• _Work instructions_
Go through the records line by line and work out how many lines hold the word "hair". Answer with the number only.

• _Records supplied_
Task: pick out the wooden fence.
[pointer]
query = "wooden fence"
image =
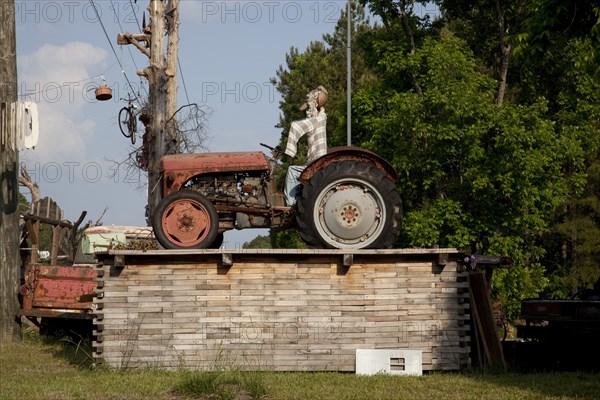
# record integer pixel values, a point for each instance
(285, 310)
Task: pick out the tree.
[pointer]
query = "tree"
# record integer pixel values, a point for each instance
(320, 64)
(473, 174)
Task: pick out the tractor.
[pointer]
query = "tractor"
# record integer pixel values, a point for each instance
(348, 199)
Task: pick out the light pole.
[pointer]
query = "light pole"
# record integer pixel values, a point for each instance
(349, 78)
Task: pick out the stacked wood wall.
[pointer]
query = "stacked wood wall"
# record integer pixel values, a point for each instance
(289, 311)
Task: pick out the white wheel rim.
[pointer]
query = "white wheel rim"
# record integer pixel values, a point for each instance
(349, 213)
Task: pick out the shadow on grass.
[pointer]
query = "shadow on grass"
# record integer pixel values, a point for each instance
(69, 345)
(222, 385)
(565, 385)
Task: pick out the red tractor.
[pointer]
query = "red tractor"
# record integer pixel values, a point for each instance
(348, 200)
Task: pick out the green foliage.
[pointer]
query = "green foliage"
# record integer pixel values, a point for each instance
(288, 239)
(472, 174)
(259, 242)
(517, 179)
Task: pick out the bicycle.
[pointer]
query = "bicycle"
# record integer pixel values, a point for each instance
(128, 120)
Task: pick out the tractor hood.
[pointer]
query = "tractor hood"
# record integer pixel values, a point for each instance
(177, 169)
(207, 163)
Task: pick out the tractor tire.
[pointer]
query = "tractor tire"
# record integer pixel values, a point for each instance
(186, 220)
(350, 205)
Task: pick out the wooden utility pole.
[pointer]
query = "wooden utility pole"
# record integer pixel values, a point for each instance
(9, 187)
(162, 81)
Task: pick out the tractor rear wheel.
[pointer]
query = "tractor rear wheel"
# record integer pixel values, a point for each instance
(350, 205)
(186, 220)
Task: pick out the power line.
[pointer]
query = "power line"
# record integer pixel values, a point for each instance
(183, 81)
(135, 15)
(67, 84)
(111, 45)
(123, 30)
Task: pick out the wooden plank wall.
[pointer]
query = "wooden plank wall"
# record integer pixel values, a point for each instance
(286, 312)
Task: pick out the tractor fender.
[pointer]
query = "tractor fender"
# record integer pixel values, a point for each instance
(342, 153)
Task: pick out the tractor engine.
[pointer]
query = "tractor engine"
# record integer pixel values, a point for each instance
(236, 189)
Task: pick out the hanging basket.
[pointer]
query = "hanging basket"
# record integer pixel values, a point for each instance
(103, 93)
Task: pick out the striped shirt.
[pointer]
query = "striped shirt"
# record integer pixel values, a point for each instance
(315, 129)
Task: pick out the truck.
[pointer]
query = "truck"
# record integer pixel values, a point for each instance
(348, 199)
(551, 320)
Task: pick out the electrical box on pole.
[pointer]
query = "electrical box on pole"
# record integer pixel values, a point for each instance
(9, 187)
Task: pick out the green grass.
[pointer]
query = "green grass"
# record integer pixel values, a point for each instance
(34, 369)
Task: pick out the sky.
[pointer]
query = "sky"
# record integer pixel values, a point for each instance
(228, 52)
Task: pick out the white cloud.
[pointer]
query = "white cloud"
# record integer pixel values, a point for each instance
(55, 77)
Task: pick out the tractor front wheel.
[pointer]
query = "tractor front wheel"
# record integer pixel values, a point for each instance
(186, 220)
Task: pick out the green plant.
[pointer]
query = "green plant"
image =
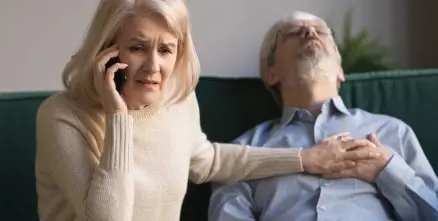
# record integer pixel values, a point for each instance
(359, 52)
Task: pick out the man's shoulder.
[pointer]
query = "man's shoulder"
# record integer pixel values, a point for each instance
(258, 131)
(383, 119)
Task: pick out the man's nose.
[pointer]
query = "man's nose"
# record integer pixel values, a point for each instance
(308, 31)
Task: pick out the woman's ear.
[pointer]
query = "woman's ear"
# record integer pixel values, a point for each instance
(273, 77)
(341, 76)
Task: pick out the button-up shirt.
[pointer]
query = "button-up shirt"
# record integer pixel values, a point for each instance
(406, 189)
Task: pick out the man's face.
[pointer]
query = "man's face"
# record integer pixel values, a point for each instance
(305, 53)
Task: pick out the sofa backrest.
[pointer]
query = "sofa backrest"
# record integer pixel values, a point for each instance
(228, 108)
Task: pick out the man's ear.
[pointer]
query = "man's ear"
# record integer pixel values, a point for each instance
(273, 77)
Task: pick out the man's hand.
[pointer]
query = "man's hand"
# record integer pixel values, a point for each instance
(332, 154)
(366, 169)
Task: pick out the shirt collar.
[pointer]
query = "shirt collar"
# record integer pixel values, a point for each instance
(333, 105)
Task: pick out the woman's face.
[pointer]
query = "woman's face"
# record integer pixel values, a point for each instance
(150, 50)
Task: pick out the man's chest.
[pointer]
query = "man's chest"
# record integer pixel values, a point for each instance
(305, 134)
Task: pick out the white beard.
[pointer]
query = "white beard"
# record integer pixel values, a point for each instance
(314, 65)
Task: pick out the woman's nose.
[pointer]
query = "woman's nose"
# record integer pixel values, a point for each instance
(151, 64)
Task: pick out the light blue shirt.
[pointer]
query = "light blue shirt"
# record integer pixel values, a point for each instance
(406, 189)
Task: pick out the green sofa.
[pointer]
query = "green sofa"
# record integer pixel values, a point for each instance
(228, 108)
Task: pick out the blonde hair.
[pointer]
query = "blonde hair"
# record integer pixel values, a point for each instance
(108, 19)
(269, 44)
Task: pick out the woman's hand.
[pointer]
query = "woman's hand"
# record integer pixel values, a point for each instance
(112, 101)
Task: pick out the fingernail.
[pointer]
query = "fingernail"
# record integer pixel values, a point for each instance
(375, 154)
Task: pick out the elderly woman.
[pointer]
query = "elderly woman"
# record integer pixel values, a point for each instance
(109, 155)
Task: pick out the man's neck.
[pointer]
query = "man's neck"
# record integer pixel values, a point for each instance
(310, 97)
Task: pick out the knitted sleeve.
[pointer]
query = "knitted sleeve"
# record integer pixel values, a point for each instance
(228, 163)
(96, 190)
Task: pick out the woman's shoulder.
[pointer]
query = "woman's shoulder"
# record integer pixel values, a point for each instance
(60, 106)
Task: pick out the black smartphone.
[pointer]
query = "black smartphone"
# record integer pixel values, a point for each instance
(119, 75)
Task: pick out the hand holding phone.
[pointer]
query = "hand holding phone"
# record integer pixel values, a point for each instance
(109, 80)
(119, 75)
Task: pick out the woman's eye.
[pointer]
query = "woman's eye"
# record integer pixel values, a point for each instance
(165, 51)
(136, 48)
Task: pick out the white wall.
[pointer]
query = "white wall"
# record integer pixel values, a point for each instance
(38, 37)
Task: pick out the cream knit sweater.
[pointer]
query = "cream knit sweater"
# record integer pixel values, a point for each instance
(135, 166)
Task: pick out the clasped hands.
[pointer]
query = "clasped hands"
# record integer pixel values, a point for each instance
(341, 156)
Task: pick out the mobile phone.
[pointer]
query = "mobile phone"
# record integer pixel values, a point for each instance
(119, 75)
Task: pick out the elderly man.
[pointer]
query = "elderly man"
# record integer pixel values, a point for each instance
(300, 65)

• _Answer for this exercise_
2